Exercise description: Return each line of the material verbatim.

(Data listing)

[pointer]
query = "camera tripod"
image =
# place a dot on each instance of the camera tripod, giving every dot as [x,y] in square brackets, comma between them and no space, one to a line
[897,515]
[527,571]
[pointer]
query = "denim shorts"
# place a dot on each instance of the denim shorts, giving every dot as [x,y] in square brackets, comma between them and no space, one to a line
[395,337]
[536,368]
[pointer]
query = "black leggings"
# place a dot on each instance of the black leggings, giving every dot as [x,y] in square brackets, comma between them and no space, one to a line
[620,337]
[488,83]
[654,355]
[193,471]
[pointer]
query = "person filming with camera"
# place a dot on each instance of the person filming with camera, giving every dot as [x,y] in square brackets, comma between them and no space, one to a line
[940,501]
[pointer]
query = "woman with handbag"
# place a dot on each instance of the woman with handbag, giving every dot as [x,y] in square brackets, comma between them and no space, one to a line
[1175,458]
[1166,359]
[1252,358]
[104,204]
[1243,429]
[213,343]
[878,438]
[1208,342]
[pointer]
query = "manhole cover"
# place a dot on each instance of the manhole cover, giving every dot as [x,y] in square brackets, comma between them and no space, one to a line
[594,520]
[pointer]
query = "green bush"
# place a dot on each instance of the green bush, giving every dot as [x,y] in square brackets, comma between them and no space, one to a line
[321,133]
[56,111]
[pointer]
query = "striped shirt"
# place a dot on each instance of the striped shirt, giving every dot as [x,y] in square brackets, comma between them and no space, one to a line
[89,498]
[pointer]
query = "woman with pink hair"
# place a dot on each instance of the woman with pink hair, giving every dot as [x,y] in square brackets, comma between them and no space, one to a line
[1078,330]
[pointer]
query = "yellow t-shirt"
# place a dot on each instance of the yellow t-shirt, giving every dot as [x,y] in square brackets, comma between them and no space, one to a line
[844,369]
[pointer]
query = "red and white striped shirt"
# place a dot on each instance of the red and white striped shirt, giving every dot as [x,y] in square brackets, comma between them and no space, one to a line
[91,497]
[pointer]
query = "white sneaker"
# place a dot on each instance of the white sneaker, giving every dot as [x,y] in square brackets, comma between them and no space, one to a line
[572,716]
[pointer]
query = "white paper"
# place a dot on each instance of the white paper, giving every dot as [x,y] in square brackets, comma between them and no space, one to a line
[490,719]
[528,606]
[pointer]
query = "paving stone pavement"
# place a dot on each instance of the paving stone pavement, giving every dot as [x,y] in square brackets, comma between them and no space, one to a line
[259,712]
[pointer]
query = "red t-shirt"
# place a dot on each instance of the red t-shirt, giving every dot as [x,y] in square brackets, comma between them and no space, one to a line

Correct answer:
[pointer]
query = "camera tripod"
image =
# place a dot on each instance of the camera tripod, giving every dot as [x,y] in square brackets, comma between them and no space, one to a line
[897,515]
[527,571]
[pointer]
query = "denim shorts"
# place a dot on each instance of the denim shorts, giving every dot as [x,y] in square brackets, comma between them and no space, one to a line
[395,337]
[536,368]
[pointer]
query = "black leggings"
# place a dot on each instance of the black leggings, giving every dot as [x,y] in square brackets, comma between them and no space, one to a line
[620,337]
[488,83]
[654,355]
[193,471]
[pointer]
query = "person filming with camera"
# place a dot on each instance of the person filming with camera, giving every dot as [x,y] in square brackets, comma between them and no space, one to a line
[940,501]
[pointer]
query = "woman with handbag"
# place a dot on each instance of the woman with handbag, giving every dot as [x,y] in square brackets, comma between them and no space, one to a line
[1175,458]
[1166,359]
[1252,358]
[104,204]
[1243,429]
[213,343]
[878,438]
[1208,342]
[pointer]
query = "manhole cover"
# place a dot on each instance of the manhole cover, giving every dot as [x,y] in square brackets, comma between them and no space, one to a line
[594,520]
[pointer]
query = "green bush"
# place a dot on each instance of the green bush, giving every dot as [x,y] in square brackets, comma between them and no space, one to a line
[321,133]
[56,111]
[pointer]
query = "striped shirt"
# place a dot on each instance of the striped shirt, giving every dot as [x,y] in square brackets, comma between them and no space, one to a line
[89,498]
[pointer]
query = "woman with pink hair"
# place a dot on each instance of the woman with pink hair, giving every dot as [x,y] in square brackets, comma between them and no space, one to a line
[1078,330]
[pointer]
query = "yellow t-shirt"
# place a dot on each instance of the yellow t-shirt, giving every dot as [x,y] in square brackets, comma between them and no space, one to a line
[844,369]
[pointer]
query = "red and white striped shirt"
# place a dot on each instance of the red and white striped shirt, giving every dot as [x,y] in square brackets, comma between them and no space, one to a line
[91,497]
[pointer]
query = "white sneaker"
# place a dot on each instance of the white sneaker, giving every dot as [x,y] in square brackets, comma between them and no space, one to a line
[572,716]
[pointer]
query = "white paper"
# place a dot on each instance of the white paper, giving every dot as [x,y] in square brackets, comma between them and no space, one to a line
[490,719]
[528,606]
[pointer]
query = "paving stone pavement"
# place a dot on each instance of the paving stone pavement, giving every dot as [x,y] in square brackets, comma between them and no space, one to a line
[259,712]
[pointer]
query = "red t-shirt"
# place a dot on each instance of the red t-shirt, giving every dot as [x,y] in square brackets, comma between them and no space, one to a line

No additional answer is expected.